#### Task to complete
Convert every line of the items below into a Markdown table with two columns, Row and Item line, numbering the rows and skipping blank lines. Leave out the pictures.

(Position annotation records)

──────────────────────────────

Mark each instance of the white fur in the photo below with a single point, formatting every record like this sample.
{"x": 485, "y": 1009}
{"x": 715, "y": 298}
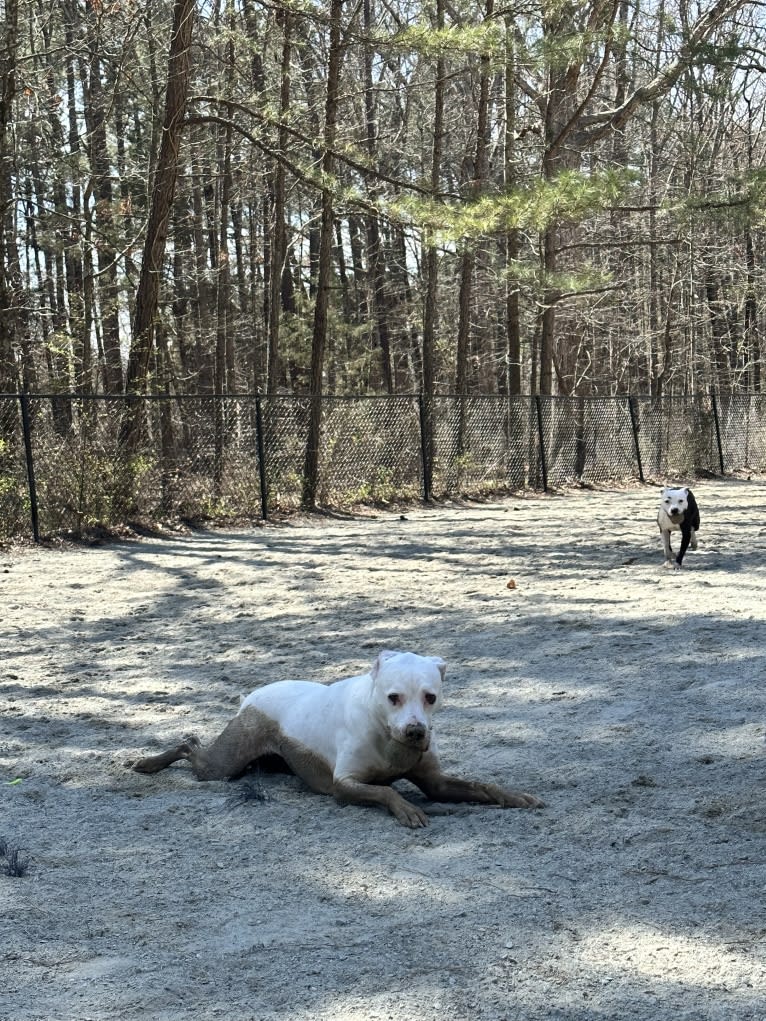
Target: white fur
{"x": 673, "y": 504}
{"x": 350, "y": 723}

──────────────────────────────

#### Solution for this exercise
| Row | Item line |
|---|---|
| 1 | Mark each instance of the white fur in the photo below with a single point, formatting every record like this sample. |
| 2 | {"x": 485, "y": 1009} |
| 3 | {"x": 715, "y": 298} |
| 4 | Target: white fur |
| 5 | {"x": 673, "y": 504} |
| 6 | {"x": 350, "y": 723} |